## PASSAGE TO READ
21 Essential Books for Data Scientists

21 Essential Books for Data Scientists
Image generated by Midjourney

They used to say ‘an apple a day keeps the doctor away’, but we say ‘a chapter a day keeps the doctor away’. Okay, maybe that’s a slight exaggeration, but over the past couple of decades there has been mounting scientific evidence to support the health benefits of reading. Here, we’ve compiled a list of essential reading material for data scientists.

Reading books improves your mental and physical health. Scientific studies suggest that reading strengthens your brain, enriches your vocabulary (which is super helpful for improving soft skills, because the better you express yourself, the more effectively you communicate), reading can increase your ability to empathise, help reduce stress (apparently, it works faster than other relaxation methods, such as listening to music), and makes you appear... sexier! Do we need to say more?

Currently, one of the hottest scientific topics is longevity. Committed bookworms may live longer. A study by researchers at Yale University suggests that book readers live longer... so they can read more! ‘Compared to non-book readers, book readers had a 4-month survival advantage at the point of 80% survival. Book readers also experienced a 20% reduction in risk of mortality over the 12 years of follow up compared to non-book readers.’.

So, there you have it – reading is good for you. And it doesn't matter what you read – as long as you enjoy it. We really hope the following suggestions will be included in your all-time-favourite reads.

Books on Technical Data Science for Beginners

As a data scientist you’ll come across different types of data – images, videos, written text, spoken words, and, obviously, numerical values. If all this sounds a little confusing, a good way to start is by acquainting yourself with some of the fundamental concepts because you’ll be able to apply them to almost any discipline and data type.

Data Science from Scratch: First Principles with Python by Joel Grus

In this book, you will learn the fundamentals of linear algebra, statistics, and probability as well as how to explore and clean your dataset. You will also get to know the fundamentals of machine learning by implementing linear regression, logistic regression, decision trees, and neural network models. Finally, you will get an introduction to the recommender system, natural language processing, and network analysis.

Practical Statistics for Data Scientists: 50+ Essential Concepts Using R and Python by Peter Bruce and Andrew Bruce

Data science is based on statistical methods, yet not every data scientist is familiar with statistical training. This is a perfect guide, with practical examples, to applying statistical methods to data science and avoiding their misuse.

The numerous examples cited are suitable for both Python and R.

Introduction to Linear Algebra by Gilbert Strang

Linear algebra is a field of mathematics that is required for a deeper understanding of machine learning. It is the study of lines and planes, vector spaces, and mapping that is required for linear transforms. If you want to learn linear algebra, you need to check this book out as well as the great additional resources that it provides.

Hands-On Machine Learning with Scikit-Learn, Keras, and TensorFlow: Concepts, Tools, and Techniques to Build Intelligent Systems by Aurélien Géron

This is a guidebook on how to practically implement machine learning and deep learning algorithms using Scikit-Learn, Tensorflow, and Keras libraries. It explores several training models, including support vector machines, decision trees, random forests, neural networks, and ensemble methods.

## PROMPT 1
List every book title recommended in the reading list for data scientists, including subtitles.
## PROMPT 2
Answer these questions from the reading list for data scientists:
(a) At which university were the researchers behind the study on book readers and longevity?
(b) Which relaxation method does reading reportedly work faster than?
(c) For which two languages are the examples in the statistics book suitable?
## PROMPT 3
Please continue the reading list for data scientists with the next part, starting after its last sentence.

## GIVEN ENTRIES
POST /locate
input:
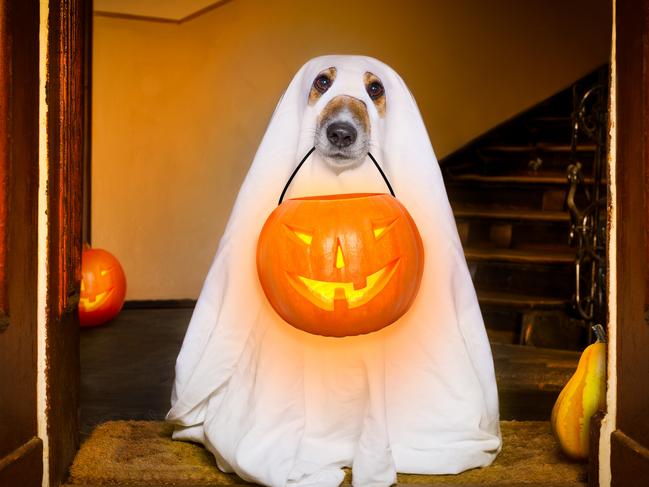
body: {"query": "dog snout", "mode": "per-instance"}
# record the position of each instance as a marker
(341, 134)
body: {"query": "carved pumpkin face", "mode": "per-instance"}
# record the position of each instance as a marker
(103, 287)
(340, 265)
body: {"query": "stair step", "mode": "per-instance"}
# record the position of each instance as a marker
(519, 149)
(522, 367)
(518, 256)
(512, 214)
(546, 178)
(503, 299)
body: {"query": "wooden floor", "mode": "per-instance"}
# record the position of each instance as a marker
(127, 370)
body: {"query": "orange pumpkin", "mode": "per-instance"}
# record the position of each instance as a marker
(340, 265)
(103, 287)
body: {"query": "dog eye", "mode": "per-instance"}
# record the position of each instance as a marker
(322, 83)
(375, 90)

## REPLY 1
- Data Science from Scratch: First Principles with Python
- Practical Statistics for Data Scientists: 50+ Essential Concepts Using R and Python
- Introduction to Linear Algebra
- Hands-On Machine Learning with Scikit-Learn, Keras, and TensorFlow: Concepts, Tools, and Techniques to Build Intelligent Systems

## REPLY 2
(a) Yale University
(b) Listening to music
(c) Python and R

## REPLY 3
Deep Learning by Ian Goodfellow, Yoshua Bengio, and Aaron Courville

This is another great book with practical examples and implementations of deep learning algorithms. The best thing about this book is that it is also intended for those who are not familiar with deep learning and machine learning. It is also freely available online.

Deep Learning for Coders with FastAI & PyTorch by Jeremy Howard and Sylvain Gugger

A hands-on guide on how to implement deep learning algorithms from scratch in computer vision, natural language processing, and tabular data using PyTorch. In addition, the authors also teach you how to improve accuracy, as well as speed and reliability, and turn your models into web applications.

Non-technical Books for Data Scientists

If you’re new to data science, before you run any code, you’ll probably want to get a better understanding of how to approach any data science problem. This will help you to avoid the main mistakes, for example, immediately recommending the consumption of curly fries to become smarter. Here are some non-technical books that will help you become familiar with statistics, probability, and other useful concepts.

Weapons of Math Destruction by Cathy O’Neil

How would you feel if you were fired on the basis of a random number generator or if you weren’t hired because the interview test contained illegal questions about your mental health? Mathematician Cathy O’Neil explains the risks of using unregulated and biased big data algorithms in a variety of fields, including insurance, education, and advertising, and how this can lead to decisions that amplify inequality and affect socially vulnerable individuals.

Everybody Lies: Big Data, New Data, and What the Internet Can Tell Us About Who We Really Are by Seth Stephens-Davidowitz

Do parents treat their sons differently from their daughters? Can you game the stock market? How many people actually read the books they buy? The premise of this book is that by using big data we can learn what people actually think, what they really want and what they really do.

Naked Statistics: Stripping the Dread from the Data by Charles Wheelan

How does Netflix know which movies you’ll like? What is causing the rising incidence of autism? This book shows how using the right data and well-chosen statistical tools and models can help us answer such questions and more by focusing solely on the underlying intuitions and concepts that drive statistical analysis.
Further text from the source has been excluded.